本文>
· · · · · · ·
アメリカで最先端の患者の権利を調査研究してきました(第20回)

米国調査報告の第20回です。ノースウエストセンター( Northwest Health Care Center )の Joyce D. Jones 所長説明に対する質疑応答の抜粋です。

advance directive (事前指示)とは、リビングウイル(生前の意思表示)のようなものです。入所時に、DNRか、精一杯必要な治療を行うか、今は決められないのか、と3つの選択がありますが、入居時にソーシャル・ワーカー(SW)がお話を聞く時に明らかにします。

注: DNR ( Do Not resuscitate )とは、回復の見込みがない場合に、救命処置や治療を行わないこと。
· · · · · · ·
作業内容>
本文のうち「アメリカで最先端の患者の権利を調査研究してきました(第20回)」を含む語句で始まり「Not resuscitate )とは、回復の見込みがない場合に、救命処置や治療を行わないこと。」で終わる部分を、「ソーシャル・ワーカー」を「相談員」に改めて記してください。 保存済みの一覧を参照する必要はありません。

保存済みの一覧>
· · · · · · ·
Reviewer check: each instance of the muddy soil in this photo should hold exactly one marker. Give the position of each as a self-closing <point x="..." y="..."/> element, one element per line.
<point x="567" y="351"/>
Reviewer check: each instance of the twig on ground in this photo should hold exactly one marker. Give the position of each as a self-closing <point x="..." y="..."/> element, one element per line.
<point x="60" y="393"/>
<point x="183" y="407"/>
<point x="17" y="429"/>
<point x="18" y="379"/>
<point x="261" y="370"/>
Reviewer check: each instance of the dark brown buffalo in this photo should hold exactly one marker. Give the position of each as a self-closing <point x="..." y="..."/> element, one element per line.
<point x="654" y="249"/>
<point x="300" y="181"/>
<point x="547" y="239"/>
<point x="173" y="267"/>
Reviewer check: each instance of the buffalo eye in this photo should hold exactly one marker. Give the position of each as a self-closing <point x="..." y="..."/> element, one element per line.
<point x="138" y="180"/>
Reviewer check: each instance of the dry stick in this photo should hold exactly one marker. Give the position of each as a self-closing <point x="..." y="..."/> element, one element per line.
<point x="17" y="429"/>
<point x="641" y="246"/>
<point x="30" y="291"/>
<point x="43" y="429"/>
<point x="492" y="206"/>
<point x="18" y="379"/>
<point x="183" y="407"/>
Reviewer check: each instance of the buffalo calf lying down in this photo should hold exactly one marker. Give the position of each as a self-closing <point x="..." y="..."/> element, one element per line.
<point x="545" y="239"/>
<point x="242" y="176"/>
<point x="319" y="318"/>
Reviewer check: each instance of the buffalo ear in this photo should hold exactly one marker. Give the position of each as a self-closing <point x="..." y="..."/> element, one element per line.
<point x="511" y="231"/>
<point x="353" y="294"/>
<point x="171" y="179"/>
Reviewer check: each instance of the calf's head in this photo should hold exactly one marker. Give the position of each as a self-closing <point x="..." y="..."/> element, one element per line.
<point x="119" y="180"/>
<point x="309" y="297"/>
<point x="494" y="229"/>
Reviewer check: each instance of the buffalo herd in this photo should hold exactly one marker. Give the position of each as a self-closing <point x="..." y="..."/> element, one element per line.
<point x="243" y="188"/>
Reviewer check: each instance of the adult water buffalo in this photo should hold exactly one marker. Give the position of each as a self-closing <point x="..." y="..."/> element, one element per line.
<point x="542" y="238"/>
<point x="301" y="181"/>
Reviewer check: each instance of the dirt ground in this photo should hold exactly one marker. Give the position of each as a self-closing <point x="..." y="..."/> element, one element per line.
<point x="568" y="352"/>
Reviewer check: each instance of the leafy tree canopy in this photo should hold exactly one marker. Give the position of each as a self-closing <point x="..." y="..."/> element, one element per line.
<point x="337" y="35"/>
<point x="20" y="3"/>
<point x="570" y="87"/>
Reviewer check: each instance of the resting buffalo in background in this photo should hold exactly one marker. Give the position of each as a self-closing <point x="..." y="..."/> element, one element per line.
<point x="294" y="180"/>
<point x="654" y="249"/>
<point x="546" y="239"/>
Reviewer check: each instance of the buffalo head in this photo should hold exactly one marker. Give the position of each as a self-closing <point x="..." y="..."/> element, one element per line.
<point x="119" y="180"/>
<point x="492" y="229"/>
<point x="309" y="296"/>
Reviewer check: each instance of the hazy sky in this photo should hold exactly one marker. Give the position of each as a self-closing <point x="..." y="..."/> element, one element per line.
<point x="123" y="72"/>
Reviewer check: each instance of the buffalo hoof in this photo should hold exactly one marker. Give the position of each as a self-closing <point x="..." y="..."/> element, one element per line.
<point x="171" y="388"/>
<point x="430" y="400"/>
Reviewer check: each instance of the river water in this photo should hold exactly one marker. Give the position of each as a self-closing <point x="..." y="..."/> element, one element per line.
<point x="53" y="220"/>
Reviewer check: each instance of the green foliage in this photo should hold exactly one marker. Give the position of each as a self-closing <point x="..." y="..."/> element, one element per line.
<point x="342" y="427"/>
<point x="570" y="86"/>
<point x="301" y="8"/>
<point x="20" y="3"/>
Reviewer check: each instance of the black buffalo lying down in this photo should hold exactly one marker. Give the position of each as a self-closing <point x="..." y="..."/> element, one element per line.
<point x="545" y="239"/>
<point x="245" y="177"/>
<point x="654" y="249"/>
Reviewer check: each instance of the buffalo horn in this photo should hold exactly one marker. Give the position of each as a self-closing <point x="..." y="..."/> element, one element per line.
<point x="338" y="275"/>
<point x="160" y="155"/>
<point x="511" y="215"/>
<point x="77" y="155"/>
· · · · · · ·
本課題の解答>
アメリカで最先端の患者の権利を調査研究してきました(第20回)

米国調査報告の第20回です。ノースウエストセンター( Northwest Health Care Center )の Joyce D. Jones 所長説明に対する質疑応答の抜粋です。

advance directive (事前指示)とは、リビングウイル(生前の意思表示)のようなものです。入所時に、DNRか、精一杯必要な治療を行うか、今は決められないのか、と3つの選択がありますが、入居時に相談員(SW)がお話を聞く時に明らかにします。

注: DNR ( Do Not resuscitate )とは、回復の見込みがない場合に、救命処置や治療を行わないこと。